[Rows from a segmentation dataset]
---------------
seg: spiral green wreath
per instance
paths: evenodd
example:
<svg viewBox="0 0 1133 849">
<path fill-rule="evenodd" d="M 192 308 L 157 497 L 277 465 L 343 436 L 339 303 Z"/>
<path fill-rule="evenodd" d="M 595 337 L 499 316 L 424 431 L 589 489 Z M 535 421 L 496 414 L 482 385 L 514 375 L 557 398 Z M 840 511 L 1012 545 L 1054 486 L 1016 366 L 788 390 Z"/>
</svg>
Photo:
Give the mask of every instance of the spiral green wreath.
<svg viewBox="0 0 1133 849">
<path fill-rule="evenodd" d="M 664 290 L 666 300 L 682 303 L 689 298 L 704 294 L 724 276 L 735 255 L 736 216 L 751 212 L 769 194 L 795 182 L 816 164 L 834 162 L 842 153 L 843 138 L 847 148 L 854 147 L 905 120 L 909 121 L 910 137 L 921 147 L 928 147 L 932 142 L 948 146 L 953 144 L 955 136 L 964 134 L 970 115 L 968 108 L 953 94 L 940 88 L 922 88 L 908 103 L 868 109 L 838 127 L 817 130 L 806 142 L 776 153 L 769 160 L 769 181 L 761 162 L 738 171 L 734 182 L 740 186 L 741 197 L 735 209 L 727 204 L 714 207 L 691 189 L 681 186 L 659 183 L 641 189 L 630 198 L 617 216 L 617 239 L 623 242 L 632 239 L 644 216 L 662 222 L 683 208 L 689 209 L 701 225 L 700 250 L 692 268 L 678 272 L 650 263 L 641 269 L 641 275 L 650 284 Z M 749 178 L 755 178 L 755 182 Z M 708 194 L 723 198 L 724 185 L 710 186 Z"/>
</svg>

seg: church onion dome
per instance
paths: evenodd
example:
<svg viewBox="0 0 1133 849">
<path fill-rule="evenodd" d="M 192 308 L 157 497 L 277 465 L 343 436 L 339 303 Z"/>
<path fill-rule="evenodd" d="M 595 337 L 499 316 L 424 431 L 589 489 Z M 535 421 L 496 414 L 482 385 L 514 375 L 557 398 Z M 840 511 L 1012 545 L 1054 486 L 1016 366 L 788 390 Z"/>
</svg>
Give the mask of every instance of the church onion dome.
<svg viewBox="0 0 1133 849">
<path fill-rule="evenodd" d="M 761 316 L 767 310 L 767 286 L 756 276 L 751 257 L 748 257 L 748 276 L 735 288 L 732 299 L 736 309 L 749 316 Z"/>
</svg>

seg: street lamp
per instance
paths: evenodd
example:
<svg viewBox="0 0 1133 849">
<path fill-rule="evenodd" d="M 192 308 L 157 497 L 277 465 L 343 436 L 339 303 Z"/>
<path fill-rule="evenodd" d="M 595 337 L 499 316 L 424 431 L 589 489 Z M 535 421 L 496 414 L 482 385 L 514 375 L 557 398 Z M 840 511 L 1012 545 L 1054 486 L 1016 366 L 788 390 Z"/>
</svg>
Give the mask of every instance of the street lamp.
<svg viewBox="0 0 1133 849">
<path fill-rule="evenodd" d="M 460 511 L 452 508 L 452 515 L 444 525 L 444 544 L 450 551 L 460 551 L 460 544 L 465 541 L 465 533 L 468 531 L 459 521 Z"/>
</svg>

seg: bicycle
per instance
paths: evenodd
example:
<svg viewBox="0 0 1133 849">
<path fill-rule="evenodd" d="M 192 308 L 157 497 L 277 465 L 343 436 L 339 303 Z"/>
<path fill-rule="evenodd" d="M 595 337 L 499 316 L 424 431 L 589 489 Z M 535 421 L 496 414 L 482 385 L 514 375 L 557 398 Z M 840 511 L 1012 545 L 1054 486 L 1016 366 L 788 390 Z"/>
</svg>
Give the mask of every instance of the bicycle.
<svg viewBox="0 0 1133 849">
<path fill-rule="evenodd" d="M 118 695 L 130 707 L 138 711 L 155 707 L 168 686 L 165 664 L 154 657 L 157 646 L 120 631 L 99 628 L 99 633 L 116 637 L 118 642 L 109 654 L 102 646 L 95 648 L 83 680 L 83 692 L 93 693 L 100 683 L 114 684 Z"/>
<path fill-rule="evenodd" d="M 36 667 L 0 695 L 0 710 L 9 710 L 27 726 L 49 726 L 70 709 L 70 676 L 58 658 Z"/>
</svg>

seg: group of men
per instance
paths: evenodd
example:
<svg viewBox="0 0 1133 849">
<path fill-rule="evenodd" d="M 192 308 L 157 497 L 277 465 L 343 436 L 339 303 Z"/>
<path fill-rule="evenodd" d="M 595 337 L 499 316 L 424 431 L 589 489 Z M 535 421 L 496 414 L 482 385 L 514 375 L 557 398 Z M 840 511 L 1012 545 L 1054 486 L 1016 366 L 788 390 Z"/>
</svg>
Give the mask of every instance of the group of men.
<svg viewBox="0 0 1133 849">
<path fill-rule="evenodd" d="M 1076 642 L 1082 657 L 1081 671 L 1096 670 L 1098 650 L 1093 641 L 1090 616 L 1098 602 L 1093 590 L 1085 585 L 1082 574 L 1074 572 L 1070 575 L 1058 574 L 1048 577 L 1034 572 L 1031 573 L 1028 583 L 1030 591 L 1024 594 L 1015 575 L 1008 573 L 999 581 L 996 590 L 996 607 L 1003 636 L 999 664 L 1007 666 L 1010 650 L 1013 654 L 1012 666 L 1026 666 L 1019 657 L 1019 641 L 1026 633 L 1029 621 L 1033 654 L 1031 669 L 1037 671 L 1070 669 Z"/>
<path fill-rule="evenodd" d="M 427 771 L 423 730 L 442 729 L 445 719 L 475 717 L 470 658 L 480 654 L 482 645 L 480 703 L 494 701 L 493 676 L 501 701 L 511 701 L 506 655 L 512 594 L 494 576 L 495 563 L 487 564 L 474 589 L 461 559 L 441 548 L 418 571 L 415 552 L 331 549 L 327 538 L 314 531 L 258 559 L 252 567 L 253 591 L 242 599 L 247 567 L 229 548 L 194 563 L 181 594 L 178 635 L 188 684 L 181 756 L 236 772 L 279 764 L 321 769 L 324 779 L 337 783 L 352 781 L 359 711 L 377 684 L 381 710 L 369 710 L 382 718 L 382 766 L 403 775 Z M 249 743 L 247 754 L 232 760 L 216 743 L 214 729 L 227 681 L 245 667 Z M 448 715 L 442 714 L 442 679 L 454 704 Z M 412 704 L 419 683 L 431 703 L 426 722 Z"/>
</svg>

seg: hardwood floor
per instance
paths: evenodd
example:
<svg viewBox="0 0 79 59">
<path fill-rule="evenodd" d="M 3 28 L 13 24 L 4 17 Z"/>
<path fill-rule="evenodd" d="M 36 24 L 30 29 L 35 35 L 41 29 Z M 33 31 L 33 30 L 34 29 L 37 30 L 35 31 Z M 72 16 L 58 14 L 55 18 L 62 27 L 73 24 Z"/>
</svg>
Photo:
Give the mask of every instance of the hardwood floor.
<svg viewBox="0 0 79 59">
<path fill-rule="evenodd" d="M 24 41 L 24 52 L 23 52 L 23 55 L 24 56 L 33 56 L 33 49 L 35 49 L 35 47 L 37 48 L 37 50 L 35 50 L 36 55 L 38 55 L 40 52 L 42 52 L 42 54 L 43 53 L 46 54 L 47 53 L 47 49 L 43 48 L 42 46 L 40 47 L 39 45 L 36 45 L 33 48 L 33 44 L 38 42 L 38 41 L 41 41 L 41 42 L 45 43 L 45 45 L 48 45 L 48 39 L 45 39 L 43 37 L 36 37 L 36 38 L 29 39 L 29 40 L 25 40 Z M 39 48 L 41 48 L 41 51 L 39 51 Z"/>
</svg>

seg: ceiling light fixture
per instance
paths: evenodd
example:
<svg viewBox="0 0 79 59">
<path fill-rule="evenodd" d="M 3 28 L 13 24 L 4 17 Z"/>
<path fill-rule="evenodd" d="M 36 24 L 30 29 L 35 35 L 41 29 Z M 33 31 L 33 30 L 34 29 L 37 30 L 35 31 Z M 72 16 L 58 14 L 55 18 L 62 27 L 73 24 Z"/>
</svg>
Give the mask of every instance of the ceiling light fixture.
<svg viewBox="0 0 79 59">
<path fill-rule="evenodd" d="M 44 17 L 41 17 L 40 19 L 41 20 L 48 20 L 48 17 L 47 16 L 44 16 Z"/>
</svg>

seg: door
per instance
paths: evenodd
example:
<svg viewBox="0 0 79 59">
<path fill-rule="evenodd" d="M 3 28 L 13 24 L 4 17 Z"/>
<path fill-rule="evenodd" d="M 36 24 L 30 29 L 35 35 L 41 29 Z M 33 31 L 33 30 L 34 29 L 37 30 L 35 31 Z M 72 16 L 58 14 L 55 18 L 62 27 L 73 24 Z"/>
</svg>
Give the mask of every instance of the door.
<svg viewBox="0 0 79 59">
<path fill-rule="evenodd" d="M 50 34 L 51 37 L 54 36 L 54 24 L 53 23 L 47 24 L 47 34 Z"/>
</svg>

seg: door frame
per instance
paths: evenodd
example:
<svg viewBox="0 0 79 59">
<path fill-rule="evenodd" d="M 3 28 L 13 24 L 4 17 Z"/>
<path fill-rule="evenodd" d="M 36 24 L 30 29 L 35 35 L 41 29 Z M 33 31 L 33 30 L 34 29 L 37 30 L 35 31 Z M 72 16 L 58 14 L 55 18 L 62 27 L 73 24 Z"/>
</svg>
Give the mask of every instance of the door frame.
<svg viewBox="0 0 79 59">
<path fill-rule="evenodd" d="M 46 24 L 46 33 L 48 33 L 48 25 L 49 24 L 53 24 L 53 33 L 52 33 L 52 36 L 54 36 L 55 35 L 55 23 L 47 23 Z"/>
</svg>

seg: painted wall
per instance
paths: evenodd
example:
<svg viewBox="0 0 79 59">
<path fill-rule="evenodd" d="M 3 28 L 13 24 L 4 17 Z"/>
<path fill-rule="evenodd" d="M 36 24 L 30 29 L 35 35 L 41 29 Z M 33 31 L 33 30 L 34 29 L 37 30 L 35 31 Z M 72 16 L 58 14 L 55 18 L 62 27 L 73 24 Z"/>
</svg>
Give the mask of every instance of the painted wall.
---------------
● Exercise: Copy the lines from the one containing "seg: group of men" through the one containing "1076 642 L 1082", inclusive, without changing anything.

● Complete output:
seg: group of men
per instance
paths: evenodd
example:
<svg viewBox="0 0 1133 849">
<path fill-rule="evenodd" d="M 192 308 L 157 497 L 277 465 L 343 436 L 339 303 Z"/>
<path fill-rule="evenodd" d="M 595 337 L 499 316 L 424 431 L 589 489 Z M 535 421 L 496 414 L 482 385 L 514 375 L 557 398 Z M 840 511 L 1012 545 L 1054 486 L 1016 366 L 788 390 Z"/>
</svg>
Give the mask of every instance of the group of men.
<svg viewBox="0 0 1133 849">
<path fill-rule="evenodd" d="M 1076 642 L 1082 657 L 1081 671 L 1096 670 L 1098 650 L 1093 641 L 1090 616 L 1098 602 L 1093 590 L 1085 585 L 1082 574 L 1074 572 L 1070 575 L 1058 574 L 1048 577 L 1034 572 L 1031 573 L 1028 583 L 1030 591 L 1024 594 L 1015 575 L 1008 573 L 999 581 L 996 590 L 996 607 L 1003 636 L 999 664 L 1007 666 L 1010 650 L 1013 654 L 1012 666 L 1026 666 L 1019 657 L 1019 641 L 1026 633 L 1029 621 L 1033 654 L 1031 669 L 1037 671 L 1070 669 Z"/>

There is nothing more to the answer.